Quoted text
------------------------------------------------------------

Tests-after are biased by your implementation. You test what you built, not what's required. Tests-first force edge case discovery before implementing.
## Common Rationalizations
| Excuse | Reality |
|--------|---------|
| "Too simple to test" | Simple code breaks. Test takes 30 seconds. |
| "I'll test after" | Tests passing immediately prove nothing. |
| "Tests after achieve same goals" | Tests-after = "what does this do?" Tests-first = "what should this do?" |
| "Already manually tested" | Ad-hoc ≠ systematic. No record, can't re-run. |
| "Deleting X hours is wasteful" | Sunk cost fallacy. Keeping unverified code is technical debt. |
| "Keep as reference, write tests first" | You'll adapt it. That's testing after. Delete means delete. |
| "Need to explore first" | Fine. Throw away exploration, start with TDD. |
| "Test hard = design unclear" | Listen to the test. Hard to test = hard to use. |
| "TDD will slow me down" | TDD faster than debugging. Pragmatic = test-first. |
| "Manual test faster" | Manual doesn't prove edge cases. You'll re-test every change. |
| "Existing code has no tests" | You're improving it. Add tests for the code you touch. |
## Red Flags — STOP and Start Over
If you catch yourself doing any of these, delete the code and restart with TDD:
- Code before test
- Test after implementation
- Test passes immediately on first run
- Can't explain why test failed
- Tests added "later"

------------------------------------------------------------

Stored items
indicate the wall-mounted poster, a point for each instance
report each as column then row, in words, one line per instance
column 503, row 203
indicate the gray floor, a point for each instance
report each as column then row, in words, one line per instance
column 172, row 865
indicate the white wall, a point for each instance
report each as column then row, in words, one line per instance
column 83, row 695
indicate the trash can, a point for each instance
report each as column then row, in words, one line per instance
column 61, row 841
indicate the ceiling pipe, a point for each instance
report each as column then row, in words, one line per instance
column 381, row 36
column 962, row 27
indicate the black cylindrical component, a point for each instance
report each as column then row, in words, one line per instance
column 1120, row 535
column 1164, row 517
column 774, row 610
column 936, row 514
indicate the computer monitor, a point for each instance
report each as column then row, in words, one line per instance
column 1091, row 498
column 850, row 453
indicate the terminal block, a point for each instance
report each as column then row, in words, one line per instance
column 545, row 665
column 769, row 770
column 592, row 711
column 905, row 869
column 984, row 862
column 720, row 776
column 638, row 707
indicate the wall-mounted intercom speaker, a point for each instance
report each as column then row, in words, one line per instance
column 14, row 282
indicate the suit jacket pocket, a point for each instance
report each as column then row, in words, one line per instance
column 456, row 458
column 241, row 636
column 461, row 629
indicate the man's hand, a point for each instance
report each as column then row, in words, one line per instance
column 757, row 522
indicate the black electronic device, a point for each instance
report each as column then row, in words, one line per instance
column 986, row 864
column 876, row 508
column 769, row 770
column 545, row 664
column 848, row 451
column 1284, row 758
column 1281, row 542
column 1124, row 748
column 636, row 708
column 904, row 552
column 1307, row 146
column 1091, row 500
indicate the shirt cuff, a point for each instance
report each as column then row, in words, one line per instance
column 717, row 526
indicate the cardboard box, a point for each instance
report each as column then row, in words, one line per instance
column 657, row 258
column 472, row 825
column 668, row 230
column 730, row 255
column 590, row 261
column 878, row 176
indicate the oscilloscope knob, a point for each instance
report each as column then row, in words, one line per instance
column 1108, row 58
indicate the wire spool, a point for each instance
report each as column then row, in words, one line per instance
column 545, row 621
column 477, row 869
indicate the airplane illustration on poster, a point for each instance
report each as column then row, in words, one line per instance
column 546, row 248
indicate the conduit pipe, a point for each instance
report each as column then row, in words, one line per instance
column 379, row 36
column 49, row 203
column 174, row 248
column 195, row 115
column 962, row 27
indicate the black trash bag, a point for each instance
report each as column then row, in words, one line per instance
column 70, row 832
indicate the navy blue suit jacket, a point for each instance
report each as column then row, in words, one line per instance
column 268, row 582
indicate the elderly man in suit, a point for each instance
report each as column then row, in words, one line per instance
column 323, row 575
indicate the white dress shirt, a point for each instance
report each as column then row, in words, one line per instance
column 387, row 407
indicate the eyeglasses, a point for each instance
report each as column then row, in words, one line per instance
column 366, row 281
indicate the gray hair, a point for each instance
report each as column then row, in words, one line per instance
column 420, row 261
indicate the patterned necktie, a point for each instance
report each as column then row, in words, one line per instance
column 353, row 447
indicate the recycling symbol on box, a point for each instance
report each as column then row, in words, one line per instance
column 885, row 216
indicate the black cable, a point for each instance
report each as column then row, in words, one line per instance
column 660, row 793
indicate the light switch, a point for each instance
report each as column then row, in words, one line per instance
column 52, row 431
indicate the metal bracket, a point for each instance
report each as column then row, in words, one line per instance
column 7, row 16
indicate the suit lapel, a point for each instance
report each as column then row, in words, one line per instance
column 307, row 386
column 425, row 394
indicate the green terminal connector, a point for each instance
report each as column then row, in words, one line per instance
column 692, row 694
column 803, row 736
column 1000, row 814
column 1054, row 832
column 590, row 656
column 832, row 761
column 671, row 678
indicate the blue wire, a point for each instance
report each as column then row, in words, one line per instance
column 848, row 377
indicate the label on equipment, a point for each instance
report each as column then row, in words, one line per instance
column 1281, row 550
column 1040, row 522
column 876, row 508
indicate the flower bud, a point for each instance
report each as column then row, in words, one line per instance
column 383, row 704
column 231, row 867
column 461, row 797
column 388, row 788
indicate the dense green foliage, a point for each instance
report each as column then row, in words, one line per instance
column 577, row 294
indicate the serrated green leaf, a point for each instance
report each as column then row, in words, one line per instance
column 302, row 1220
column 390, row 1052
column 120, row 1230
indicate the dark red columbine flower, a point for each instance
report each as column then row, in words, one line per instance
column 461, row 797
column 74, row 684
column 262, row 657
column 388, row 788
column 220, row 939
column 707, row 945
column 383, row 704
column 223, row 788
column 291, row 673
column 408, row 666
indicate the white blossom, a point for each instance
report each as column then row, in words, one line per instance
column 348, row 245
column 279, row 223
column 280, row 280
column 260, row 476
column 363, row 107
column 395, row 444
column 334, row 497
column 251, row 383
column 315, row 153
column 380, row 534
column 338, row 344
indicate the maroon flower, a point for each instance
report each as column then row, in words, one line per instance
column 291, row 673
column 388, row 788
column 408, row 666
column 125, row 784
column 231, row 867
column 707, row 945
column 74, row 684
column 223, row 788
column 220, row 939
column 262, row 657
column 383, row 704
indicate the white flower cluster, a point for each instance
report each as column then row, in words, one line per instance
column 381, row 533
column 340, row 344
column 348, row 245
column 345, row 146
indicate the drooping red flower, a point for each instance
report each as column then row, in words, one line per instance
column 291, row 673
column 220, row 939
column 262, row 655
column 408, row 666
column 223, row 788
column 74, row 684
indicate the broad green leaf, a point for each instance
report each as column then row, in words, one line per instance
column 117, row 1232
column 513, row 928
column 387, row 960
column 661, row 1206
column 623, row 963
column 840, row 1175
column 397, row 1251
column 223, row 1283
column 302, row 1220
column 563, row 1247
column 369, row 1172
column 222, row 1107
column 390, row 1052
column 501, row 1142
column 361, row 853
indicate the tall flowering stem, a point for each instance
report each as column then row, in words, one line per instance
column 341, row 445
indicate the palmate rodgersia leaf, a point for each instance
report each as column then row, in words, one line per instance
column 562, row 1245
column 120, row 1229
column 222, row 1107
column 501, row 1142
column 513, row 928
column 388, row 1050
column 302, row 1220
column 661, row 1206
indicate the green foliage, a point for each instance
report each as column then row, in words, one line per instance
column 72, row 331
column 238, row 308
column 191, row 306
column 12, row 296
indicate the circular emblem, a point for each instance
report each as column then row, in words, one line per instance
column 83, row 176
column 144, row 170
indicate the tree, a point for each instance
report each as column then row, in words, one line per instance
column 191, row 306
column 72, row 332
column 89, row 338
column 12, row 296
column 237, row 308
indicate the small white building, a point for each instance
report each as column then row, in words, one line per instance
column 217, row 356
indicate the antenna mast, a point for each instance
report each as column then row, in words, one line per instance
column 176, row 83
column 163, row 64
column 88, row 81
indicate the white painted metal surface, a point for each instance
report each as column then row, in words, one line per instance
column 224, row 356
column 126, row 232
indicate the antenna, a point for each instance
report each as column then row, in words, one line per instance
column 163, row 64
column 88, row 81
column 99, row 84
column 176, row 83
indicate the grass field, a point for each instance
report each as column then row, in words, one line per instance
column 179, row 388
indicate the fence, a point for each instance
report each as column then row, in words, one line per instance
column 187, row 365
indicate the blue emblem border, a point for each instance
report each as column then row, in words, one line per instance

------------------------------------------------------------

Directions
**a.** Return the section of the TDD passage starting at "Tests-after are biased" and ending at "discovery before implementing.", copied word for word.
**b.** Answer these questions from the TDD passage:
(i) How long does the passage say a test takes?
(ii) What does it say to do with exploration before starting with TDD?
(iii) What should you do if you catch yourself doing any of the red flags?

Results
**a.**
Tests-after are biased by your implementation. You test what you built, not what's required. Tests-first force edge case discovery before implementing.

**b.**
(i) 30 seconds.
(ii) Throw it away.
(iii) Delete the code and restart with TDD.